* READING TEXT
SENEGAL

Protests at two universities over lack of facilities
The universities of Assane Seck de Ziguinchor and of Thiès have been hit by staff and student protests over inadequate facilities – with students at Assane Seck calling an indefinite strike, although the higher education minister has said their demands have been met.The two institutions were opened in the mid-2000s following a government decision to expand higher education and relieve overcrowding in the country’s existing universities.
University Assane Seck de Ziguinchor
This month the higher education union SAES at Assane Seck de Ziguinchor demanded a centre for university services to overcome “scandalous and inadmissible” living and study conditions, reported Sud Quotidien of Dakar.
In a statement the union condemned the fact that there were “4,800 students with one accommodation block of 300 beds, and only an insalubrious restaurant with a pathetic kitchen which exposes them at all times to dietary poisoning as well as the hunger that they are already tolerating with difficulty”.
SAES blamed the centralised management of the students’ welfare and social services centre, which was based in Dakar, 450 kilometres away. Other problems were lack of facilities and the inefficient payment of student grants; this year there were 366 students receiving them on social grounds, more than those on merit, who numbered 332.
Like SAES, Assane Seck students also demanded local control over their services, as well as finalisation of building works for teaching and social purposes, and installation of wi-fi on the campus.
After a series of stoppages that began in March, they declared an unlimited strike this month, halting all forms of educational activity in the university, reported Sud Quotidien.
Representative Ousmane Bâ was quoted as saying: “We won’t go back on our decision as long as there are no satisfactory responses to our problems.”
He said that granting the university autonomy over its student services had been “a firm promise of the head of state [President Macky Sall] who received us on 4 September 2014… The question of the new educational buildings has been the cause of strikes, but completion of these buildings is behind schedule.
“Not to forget the problem of wi-fi, which is very important for research. Unfortunately, since its opening, there has been no internet connection in the university. Students cannot do their research. These are all matters which plunge students into difficult conditions.”

* DATA EXCERPT
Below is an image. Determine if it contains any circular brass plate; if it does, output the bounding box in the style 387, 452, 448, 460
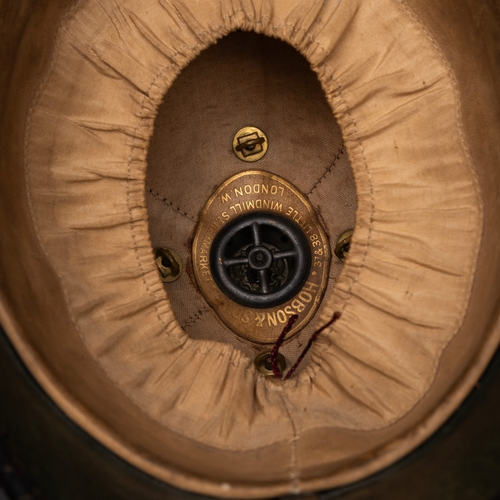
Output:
233, 127, 268, 162
193, 170, 330, 343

* DIRECTION 1
In the article on the Senegal university protests, how far is Dakar, where the students' welfare and social services centre was based, from Assane Seck de Ziguinchor?
* DIRECTION 2
Continue the article on the Senegal university protests from its final sentence.

* RIGHT ANSWER 1
450 kilometres.

* RIGHT ANSWER 2
No respect
He accused Higher Education Minister Mary Teuw Niane of having no respect for the university, and the education authorities of being concerned only about their wallets.
He was not afraid of the university wasting a year: “We are facing up to the authorities so they will settle these problems once and for all, or failing that they will just have to close the university until next year so we can return to better conditions for a decent education.”
A march from Ziguinchor to Dakar by about 100 protesters on 18 May to register their protests and demand satisfaction was intended to culminate in a meeting with Sall “to make him understand that this public university can no longer carry out its educational activities while the demands are not satisfied,” Bâ was reported as saying by Agence de Presse Sénégalaise , or APS.
But last Tuesday, reported APS, they called off the march following mediation by the Imam of Bignona, El Hadji Fansou Bodian.
Not all students agreed with the strikers, and an action group for the defence of the university issued a statement asking them to “pull themselves together” and avoid losing the year, reported APS.
In a statement the group said there had been progress in resolving the students’ grievances, with provision of 10 new fully equipped classrooms and 500 desks. The question of granting autonomy for services was in the process of being dealt with, and Niane had given a delivery date.
The group claimed that the university’s internet connection had grown substantially from an initial 12 bands to 300.
Last Tuesday Niane said he did not understand why the students had gone on strike as most of their demands had been met, reported APS.
“I don’t see any particular reasons why [they] have gone on strike,” he said. “They are doing the same thing they did last year, which is why the Assane Seck University had the worst results of all Senegalese universities.”
Meanwhile, because of the strikes only one session of examinations will be held this year, announced the university’s Rector Courfia Kéba Diawara.
University of Thiès
Meanwhile, reported APS, student leader Serigne Bassirou Mbacké Diop explained that the chief demand of students at the University of Thiès was “construction of a university worthy of the name” that offered students acceptable study conditions.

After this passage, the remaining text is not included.